_PROBLEM SET_
**A.** Answer these from the text on change and the biblical prophets:
(i) Which work of fiction does the text link to London's tradition?
(ii) When did the Judges lead the people of Israel?
(iii) Whom did the prophets warn?
**B.** Rewrite the part of the text on change and the biblical prophets that opens with the words containing "My London-based author-friend" and closes with "Brave New World.", changing "mankind" to "humanity".

My London-based author-friend makes use of every available occasion for passionate pleas
for change, presuming obviously that it will bring cheer and happiness to mankind in India and
the rest of the world. London has that tradition since the times A. Huxleys Brave New World.
But Huxleys utopian fiction did not save England and Europe from World War II, and I fear my
friends utopianism and desire for change may go the same way.
The visible lack of some serious reflection about the past social and economic contexts that
made various situations, seen now as ugly and regrettable, both possible and admissible,
leaves a reader like me somewhat skeptical about the bursts of enthusiasm of the lovers of
change.
It is fashionable today to be prophet activists, but most candidates ignore why Israel of old
needed Judges and Prophets. The former led the people during times when there were no
consecrated kings, and the latter were a sort of theologians of History, who warned the kings
from time to time of dangers of leading the people astray with changes they wished to bring
about. It would shock the modern candidates for prophecy that that historic task of a prophet
in the Bible was to ensure against changes that deviated from the Past, from the compact with
God of Israel.

_RECORD EXTRACTS_
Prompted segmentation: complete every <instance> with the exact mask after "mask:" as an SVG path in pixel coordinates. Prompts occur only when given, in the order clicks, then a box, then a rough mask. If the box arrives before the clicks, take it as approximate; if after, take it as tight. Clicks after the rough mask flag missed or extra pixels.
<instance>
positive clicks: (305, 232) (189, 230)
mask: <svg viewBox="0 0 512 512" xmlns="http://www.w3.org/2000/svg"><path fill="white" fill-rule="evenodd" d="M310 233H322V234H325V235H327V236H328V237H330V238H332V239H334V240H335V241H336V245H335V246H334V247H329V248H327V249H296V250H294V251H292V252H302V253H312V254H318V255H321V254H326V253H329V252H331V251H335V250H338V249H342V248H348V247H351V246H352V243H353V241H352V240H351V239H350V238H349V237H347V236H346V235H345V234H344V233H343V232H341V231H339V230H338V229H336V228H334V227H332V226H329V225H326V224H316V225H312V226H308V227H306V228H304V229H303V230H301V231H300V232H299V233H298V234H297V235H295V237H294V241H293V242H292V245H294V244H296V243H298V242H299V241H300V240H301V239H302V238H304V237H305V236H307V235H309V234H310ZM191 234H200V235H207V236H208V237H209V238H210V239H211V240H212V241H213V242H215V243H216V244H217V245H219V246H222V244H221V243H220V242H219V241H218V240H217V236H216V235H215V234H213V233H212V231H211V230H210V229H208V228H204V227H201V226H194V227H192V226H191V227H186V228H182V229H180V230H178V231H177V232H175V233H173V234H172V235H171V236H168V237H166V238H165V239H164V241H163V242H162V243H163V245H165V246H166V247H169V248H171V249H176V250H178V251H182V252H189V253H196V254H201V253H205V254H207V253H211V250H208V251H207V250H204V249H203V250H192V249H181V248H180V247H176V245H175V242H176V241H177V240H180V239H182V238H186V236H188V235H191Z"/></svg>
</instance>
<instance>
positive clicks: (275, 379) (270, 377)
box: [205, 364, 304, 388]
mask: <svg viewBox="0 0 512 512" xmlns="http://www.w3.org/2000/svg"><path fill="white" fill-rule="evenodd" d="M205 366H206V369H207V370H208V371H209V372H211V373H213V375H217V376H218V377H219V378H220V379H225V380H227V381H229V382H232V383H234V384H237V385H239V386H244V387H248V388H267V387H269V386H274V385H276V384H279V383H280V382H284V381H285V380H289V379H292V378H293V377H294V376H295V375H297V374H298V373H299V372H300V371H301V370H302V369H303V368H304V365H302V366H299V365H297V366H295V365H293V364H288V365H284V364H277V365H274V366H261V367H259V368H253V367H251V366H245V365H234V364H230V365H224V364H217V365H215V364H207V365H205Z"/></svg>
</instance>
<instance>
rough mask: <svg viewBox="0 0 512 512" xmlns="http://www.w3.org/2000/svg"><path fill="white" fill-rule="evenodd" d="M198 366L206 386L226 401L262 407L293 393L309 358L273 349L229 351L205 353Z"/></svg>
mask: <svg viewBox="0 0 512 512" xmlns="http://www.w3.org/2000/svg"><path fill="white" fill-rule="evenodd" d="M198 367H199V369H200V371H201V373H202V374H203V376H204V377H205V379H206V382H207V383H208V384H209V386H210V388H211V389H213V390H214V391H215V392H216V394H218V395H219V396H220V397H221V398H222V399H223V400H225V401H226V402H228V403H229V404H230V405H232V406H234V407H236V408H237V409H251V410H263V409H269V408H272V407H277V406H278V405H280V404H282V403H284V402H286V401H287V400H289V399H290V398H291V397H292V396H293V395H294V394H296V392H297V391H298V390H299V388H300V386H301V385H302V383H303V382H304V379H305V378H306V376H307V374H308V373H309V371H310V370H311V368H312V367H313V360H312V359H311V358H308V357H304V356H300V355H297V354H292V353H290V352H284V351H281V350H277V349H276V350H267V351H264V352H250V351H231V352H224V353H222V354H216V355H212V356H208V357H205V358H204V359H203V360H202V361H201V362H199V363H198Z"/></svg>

_LIST OF SOLUTIONS_
**A.**
(i) A. Huxley's Brave New World.
(ii) During times when there were no consecrated kings.
(iii) The kings.

**B.**
My London-based author-friend makes use of every available occasion for passionate pleas
for change, presuming obviously that it will bring cheer and happiness to humanity in India and
the rest of the world. London has that tradition since the times A. Huxleys Brave New World.